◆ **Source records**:
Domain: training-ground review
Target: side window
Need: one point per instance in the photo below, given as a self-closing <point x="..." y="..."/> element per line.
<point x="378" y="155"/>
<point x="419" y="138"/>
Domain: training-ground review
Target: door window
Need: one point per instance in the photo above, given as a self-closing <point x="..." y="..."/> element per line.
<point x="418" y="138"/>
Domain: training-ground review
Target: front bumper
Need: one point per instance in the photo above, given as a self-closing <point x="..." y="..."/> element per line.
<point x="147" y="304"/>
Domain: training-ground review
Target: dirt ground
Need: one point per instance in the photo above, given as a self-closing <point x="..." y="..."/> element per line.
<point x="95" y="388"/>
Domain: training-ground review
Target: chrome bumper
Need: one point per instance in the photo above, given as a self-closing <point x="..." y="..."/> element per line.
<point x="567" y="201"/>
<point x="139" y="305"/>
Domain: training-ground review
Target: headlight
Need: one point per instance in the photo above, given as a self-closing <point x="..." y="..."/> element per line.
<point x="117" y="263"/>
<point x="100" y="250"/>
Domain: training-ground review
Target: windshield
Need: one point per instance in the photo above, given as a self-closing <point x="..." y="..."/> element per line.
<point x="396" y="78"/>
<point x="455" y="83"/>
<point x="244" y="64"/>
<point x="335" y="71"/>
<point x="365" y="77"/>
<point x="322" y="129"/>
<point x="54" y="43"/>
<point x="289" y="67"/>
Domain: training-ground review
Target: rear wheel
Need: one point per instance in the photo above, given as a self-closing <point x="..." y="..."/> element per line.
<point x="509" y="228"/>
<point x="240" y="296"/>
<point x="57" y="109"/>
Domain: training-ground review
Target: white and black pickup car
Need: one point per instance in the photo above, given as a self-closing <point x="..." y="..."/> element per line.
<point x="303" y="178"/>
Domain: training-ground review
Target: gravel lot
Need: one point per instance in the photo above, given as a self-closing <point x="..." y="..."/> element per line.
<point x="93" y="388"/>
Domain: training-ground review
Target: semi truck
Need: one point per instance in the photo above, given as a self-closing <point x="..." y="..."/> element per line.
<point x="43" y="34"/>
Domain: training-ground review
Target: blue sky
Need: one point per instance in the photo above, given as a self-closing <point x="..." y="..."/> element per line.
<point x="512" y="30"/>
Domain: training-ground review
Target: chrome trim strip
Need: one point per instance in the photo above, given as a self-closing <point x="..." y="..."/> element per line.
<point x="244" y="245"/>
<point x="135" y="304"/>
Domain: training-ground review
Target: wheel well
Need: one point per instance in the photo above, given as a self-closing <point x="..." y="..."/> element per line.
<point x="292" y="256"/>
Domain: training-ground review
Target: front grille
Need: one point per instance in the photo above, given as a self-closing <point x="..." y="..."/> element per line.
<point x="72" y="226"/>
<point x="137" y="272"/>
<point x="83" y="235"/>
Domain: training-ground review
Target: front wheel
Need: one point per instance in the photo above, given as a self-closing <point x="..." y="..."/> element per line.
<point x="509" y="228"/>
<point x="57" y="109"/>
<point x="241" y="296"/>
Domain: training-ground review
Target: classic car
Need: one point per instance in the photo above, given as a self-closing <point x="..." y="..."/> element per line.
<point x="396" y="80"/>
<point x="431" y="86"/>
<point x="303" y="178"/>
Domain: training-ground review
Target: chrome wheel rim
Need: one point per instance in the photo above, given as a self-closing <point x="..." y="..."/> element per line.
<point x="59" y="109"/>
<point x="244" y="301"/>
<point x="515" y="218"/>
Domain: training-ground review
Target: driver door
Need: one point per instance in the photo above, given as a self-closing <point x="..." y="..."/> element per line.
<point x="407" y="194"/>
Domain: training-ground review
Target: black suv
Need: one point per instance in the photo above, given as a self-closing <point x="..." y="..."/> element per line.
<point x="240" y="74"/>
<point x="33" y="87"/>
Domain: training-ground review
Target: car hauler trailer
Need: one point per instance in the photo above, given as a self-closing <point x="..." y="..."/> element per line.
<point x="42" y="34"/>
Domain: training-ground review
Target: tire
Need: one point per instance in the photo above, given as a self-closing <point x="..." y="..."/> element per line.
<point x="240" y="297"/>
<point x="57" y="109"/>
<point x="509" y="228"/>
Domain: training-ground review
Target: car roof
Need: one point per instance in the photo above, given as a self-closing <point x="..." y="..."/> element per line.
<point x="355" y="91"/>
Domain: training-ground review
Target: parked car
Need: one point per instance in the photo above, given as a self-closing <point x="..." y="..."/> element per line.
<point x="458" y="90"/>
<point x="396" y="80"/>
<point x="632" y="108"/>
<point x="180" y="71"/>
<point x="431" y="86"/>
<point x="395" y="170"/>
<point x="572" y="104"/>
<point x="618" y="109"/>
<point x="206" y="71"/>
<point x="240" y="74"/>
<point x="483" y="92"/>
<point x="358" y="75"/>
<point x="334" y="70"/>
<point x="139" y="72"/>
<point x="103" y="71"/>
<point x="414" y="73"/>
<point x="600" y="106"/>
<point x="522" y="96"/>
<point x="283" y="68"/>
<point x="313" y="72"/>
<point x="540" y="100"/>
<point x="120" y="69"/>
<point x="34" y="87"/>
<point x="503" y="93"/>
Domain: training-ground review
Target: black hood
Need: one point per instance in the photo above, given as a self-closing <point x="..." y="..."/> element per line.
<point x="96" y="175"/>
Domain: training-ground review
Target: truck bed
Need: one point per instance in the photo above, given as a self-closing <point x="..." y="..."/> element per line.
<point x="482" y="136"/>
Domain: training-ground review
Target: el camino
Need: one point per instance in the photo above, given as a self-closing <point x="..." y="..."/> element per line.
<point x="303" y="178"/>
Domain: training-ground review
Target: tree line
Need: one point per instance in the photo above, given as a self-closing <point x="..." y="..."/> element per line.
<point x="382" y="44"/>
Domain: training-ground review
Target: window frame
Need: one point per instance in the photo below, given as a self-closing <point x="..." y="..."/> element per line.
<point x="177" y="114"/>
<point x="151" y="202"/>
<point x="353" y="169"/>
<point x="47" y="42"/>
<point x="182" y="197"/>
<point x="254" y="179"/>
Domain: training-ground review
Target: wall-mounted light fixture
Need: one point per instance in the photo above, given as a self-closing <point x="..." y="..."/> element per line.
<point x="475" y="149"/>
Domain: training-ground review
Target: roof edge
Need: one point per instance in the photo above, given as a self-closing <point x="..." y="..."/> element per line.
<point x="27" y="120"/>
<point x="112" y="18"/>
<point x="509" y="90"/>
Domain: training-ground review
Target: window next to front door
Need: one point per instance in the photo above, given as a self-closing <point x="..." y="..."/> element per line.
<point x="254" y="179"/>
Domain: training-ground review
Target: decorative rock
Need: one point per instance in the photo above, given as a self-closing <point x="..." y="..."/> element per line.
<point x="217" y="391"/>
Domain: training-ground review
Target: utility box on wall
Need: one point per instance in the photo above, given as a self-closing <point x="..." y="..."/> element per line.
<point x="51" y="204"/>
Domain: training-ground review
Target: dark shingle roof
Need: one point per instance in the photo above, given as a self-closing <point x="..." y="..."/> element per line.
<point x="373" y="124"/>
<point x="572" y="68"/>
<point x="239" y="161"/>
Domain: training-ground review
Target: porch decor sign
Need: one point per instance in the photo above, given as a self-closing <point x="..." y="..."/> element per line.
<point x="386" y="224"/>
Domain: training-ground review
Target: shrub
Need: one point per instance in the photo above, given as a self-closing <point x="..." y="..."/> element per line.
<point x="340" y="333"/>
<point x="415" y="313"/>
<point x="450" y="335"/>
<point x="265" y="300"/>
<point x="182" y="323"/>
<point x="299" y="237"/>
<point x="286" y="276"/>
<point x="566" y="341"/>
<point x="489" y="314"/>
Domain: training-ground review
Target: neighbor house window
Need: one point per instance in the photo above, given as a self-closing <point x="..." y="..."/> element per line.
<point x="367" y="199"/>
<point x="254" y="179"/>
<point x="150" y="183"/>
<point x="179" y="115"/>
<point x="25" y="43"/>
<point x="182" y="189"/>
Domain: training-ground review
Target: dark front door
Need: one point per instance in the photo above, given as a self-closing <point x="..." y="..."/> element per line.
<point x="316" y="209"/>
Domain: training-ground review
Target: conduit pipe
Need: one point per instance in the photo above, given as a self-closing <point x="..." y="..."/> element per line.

◆ **What to produce**:
Check every line above for the word "window" and copy those that have it.

◆ **Result of the task**:
Target: side window
Target: door window
Target: window frame
Target: window next to front door
Target: neighbor house window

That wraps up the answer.